TASK INPUT =>
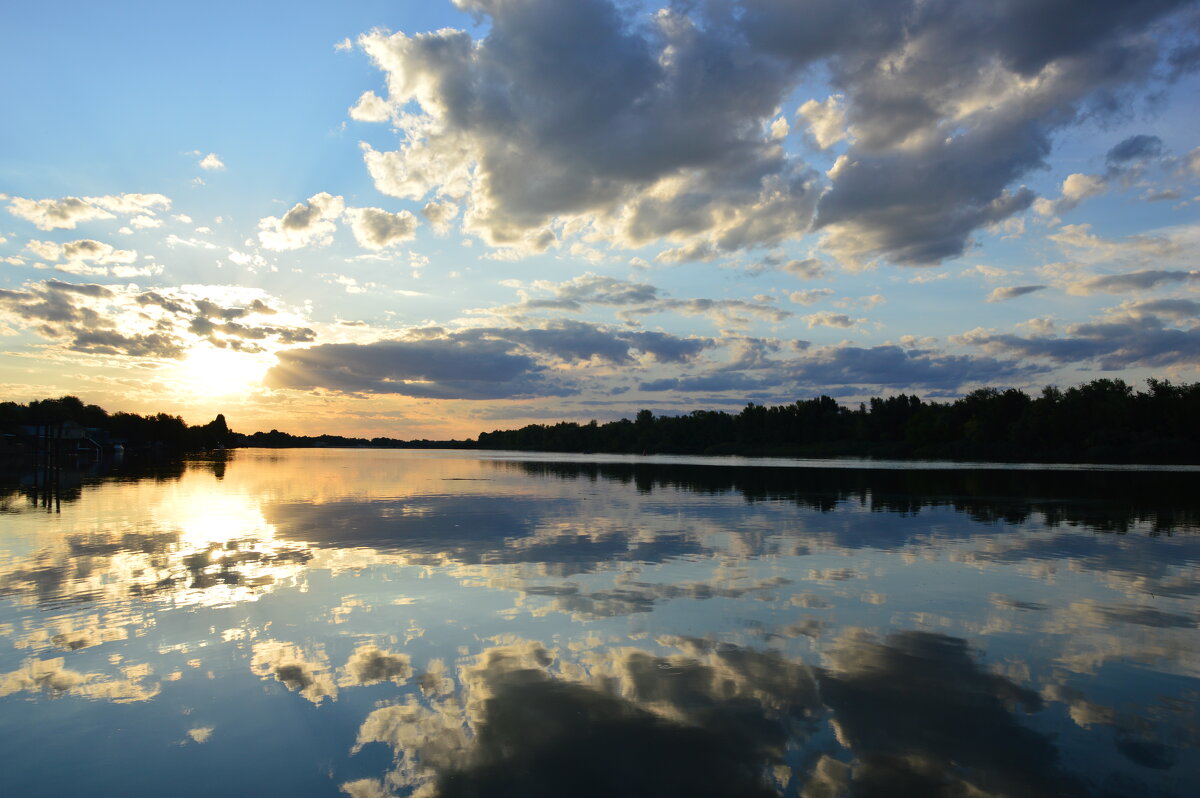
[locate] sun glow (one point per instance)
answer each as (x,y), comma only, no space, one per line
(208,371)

--

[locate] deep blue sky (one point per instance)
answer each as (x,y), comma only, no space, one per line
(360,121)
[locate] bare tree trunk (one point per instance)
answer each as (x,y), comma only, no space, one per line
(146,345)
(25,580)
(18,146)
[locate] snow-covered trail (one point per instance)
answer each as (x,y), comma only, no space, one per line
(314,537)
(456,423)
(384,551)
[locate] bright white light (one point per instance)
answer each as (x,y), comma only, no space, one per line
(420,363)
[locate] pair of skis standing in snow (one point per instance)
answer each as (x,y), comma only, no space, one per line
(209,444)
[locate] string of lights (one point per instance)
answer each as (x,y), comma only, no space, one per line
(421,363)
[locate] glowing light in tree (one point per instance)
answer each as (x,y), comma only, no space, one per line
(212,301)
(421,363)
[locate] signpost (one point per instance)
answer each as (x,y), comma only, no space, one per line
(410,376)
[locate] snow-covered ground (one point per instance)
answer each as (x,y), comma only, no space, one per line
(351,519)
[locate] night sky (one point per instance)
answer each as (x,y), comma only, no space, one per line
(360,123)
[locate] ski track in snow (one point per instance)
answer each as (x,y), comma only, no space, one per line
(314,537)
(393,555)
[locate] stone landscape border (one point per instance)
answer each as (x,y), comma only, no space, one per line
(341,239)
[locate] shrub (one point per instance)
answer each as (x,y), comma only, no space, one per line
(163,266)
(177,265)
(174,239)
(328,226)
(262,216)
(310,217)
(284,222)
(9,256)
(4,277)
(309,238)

* * *

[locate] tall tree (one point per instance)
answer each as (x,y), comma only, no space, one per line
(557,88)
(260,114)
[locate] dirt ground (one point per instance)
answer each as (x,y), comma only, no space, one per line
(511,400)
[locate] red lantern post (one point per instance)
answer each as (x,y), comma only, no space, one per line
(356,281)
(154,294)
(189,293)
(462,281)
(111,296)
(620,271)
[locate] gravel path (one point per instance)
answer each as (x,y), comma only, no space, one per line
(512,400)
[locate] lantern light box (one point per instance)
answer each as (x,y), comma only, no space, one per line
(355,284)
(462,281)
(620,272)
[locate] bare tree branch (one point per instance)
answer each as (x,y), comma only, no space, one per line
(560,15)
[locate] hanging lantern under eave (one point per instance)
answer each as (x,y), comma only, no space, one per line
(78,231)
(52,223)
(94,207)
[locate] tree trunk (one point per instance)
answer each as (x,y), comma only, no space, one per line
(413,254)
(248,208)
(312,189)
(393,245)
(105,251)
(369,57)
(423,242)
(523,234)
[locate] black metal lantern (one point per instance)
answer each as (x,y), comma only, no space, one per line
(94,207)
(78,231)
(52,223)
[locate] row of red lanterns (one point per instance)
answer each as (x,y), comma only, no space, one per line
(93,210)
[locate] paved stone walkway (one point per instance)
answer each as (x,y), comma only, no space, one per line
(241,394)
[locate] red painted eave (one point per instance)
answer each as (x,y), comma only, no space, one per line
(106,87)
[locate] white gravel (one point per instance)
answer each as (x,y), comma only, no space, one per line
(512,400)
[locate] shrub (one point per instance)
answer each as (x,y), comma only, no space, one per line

TASK PROMPT => State only the number of lines in the items above that contain the string "gravel".

SOLUTION TO THE PROBLEM => 2